Work to do: Reproduce every line of all the entries below, requests included, and scale each point coordinate in the answers by 1.2, rounding to the nearest whole number with halves rounded up.
##### Provided data
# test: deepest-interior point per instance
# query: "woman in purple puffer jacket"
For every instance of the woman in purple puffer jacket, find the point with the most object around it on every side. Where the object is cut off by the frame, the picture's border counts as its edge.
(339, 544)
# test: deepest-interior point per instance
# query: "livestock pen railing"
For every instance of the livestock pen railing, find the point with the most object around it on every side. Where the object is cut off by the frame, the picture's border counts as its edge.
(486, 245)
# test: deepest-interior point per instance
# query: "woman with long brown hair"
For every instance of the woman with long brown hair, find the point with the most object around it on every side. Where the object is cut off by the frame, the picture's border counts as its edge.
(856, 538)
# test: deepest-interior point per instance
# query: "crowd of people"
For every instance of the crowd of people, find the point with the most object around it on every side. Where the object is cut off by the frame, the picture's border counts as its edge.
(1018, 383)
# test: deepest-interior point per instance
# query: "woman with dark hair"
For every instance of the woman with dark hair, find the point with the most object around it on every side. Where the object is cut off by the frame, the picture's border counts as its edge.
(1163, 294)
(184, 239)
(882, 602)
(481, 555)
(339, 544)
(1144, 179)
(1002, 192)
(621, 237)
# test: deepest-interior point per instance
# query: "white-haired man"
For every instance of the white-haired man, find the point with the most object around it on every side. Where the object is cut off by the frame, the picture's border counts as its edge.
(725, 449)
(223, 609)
##########
Final result:
# test: deepest-interior point per instance
# query: "woman in purple puffer jacket"
For every instance of the woman in purple puffer jacket, find the point with the most object around it on every side. Where the object is cut off by the frame, the picture's border counts as its edge.
(407, 653)
# test: deepest-interior point per instance
# query: "livestock pen railing"
For every instance of the livestock pen railing, find the point with the most object around it on every side. Where the object is cut off by the frame, the picture's border counts as its edge.
(583, 294)
# test: deepest-interior point per instance
# query: "woman with long brown hair"
For every instance of the woman with long brown hair, find the point with the most object around it on every side. Where the object is cut off by the frame, the picture's border counts as its edge.
(1027, 646)
# test: deepest-interior point per instance
# query: "crowd of people"
For every instance of the crowd of people, find the point with the most object around it on every side. Where the object is cut off by the frame, the picture's border counts as its edge.
(1222, 460)
# test: deepest-interior point per instance
# query: "woman with dark hair"
For every instance of the woman with dark hair, find the point with the most object around it on every side. Where the object is cut off by the frame, the picture's border counts as its edge.
(1396, 353)
(221, 287)
(1058, 722)
(577, 666)
(407, 653)
(1373, 215)
(1202, 230)
(745, 284)
# test: deepest-interior point per instance
# query: "white-haired man"
For every instance of the white-haired man, find the point with the most object around it on every side. Where the object is cut off by the frame, the picture's border counts as its edge.
(870, 539)
(268, 731)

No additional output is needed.